• **Task instructions**: Pictures must be kept out of the copy. Every entry is to be duplicated exactly.

• **Photo-based referring expression data**:
──────────────────────────────

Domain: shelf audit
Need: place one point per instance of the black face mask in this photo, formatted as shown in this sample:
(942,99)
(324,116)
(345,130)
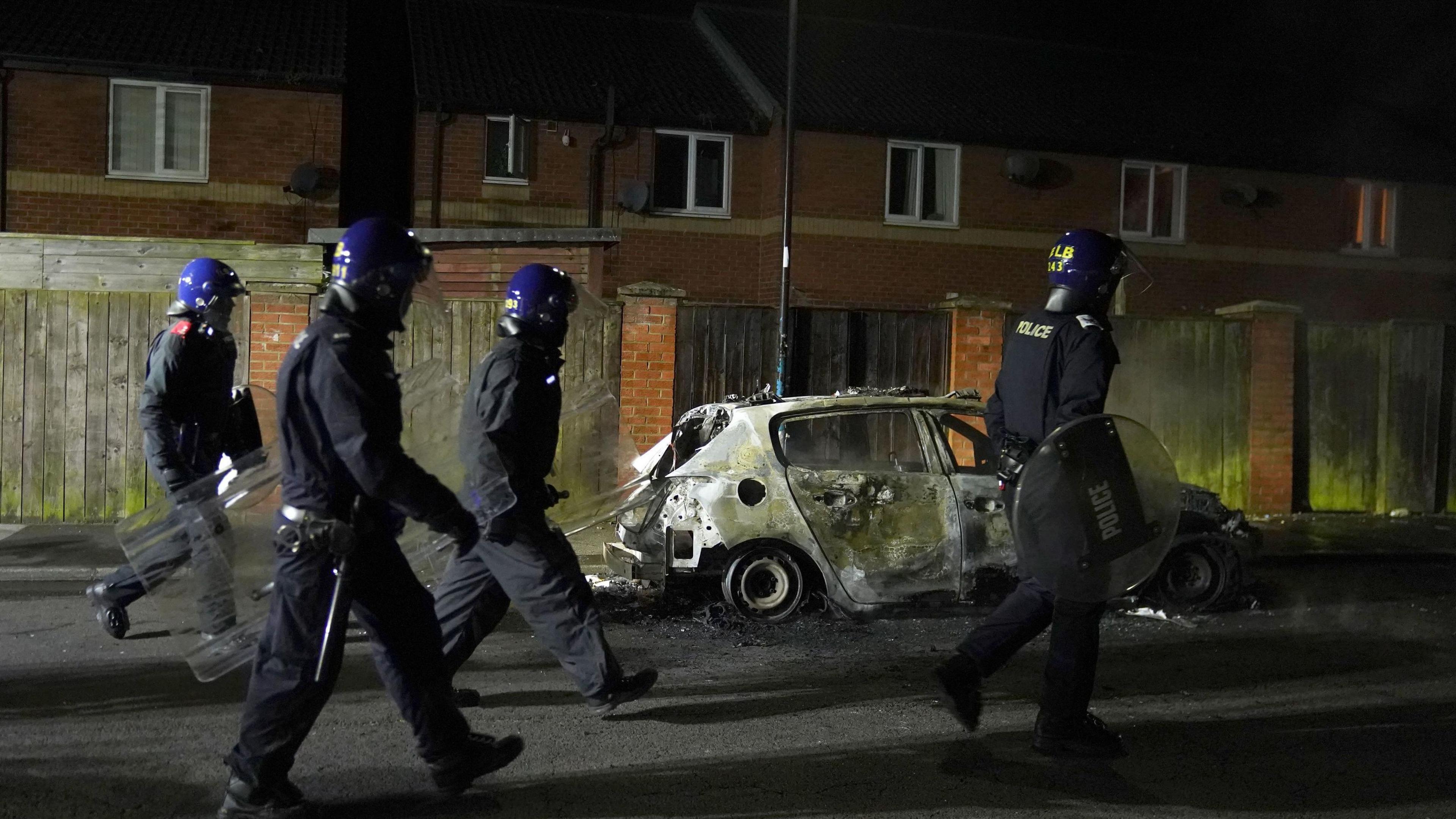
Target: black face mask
(219,317)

──────────────────────────────

• **Exercise result**:
Domain: shelf audit
Need: place one point per instance of the black face mask in this photo, formatted as shown in this sample:
(942,99)
(324,116)
(345,130)
Target: black face mask
(219,317)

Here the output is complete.